(Work to be completed): Copy out, word for word, everything in the data below from the line containing "What element on screen corresponds to the dashed" down to the line containing "[199, 154, 213, 170]]", including both of those lines.

(Data supplied):
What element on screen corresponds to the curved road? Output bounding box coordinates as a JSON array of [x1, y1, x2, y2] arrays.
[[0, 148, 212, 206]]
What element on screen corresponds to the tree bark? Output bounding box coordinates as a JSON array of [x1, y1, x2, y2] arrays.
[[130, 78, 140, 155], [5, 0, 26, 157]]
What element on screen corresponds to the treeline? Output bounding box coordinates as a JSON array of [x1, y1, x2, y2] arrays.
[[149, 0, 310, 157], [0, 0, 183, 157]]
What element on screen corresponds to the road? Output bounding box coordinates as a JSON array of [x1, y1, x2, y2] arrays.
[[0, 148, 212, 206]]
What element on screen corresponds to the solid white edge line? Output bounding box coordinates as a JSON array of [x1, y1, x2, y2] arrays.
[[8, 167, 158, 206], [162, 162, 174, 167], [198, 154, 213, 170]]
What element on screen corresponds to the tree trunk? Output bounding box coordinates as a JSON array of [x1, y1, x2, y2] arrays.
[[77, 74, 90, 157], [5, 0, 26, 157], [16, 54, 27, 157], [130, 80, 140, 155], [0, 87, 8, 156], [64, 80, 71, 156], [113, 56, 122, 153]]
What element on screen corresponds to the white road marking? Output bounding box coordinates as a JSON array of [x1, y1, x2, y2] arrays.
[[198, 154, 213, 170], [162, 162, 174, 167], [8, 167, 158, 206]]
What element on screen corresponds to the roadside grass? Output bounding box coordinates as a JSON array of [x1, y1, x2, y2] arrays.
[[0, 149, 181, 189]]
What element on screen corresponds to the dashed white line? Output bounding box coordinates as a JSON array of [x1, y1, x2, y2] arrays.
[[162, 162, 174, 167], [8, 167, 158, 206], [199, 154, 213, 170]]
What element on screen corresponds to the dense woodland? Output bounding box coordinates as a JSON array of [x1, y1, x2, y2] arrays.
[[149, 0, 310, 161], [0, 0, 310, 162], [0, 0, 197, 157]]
==
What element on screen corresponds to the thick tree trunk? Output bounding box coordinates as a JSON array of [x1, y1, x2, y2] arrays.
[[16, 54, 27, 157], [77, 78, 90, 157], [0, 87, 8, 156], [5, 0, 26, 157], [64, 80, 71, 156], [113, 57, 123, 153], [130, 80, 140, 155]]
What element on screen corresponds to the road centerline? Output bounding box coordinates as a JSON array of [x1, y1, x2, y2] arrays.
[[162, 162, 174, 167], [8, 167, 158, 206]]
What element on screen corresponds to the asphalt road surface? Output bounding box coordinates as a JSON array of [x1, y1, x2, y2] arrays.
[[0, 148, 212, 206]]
---
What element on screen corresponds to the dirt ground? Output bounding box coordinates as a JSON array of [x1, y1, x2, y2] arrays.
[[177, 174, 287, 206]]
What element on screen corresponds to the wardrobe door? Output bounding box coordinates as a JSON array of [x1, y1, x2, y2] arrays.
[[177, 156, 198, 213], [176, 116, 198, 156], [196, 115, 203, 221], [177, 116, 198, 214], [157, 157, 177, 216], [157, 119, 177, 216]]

(Right answer):
What element on screen corresponds to the dashed white line? Output bounding box coordinates as a JSON array of [x1, y1, x2, y2] arrays.
[[162, 162, 174, 167], [8, 167, 158, 206], [199, 154, 213, 170]]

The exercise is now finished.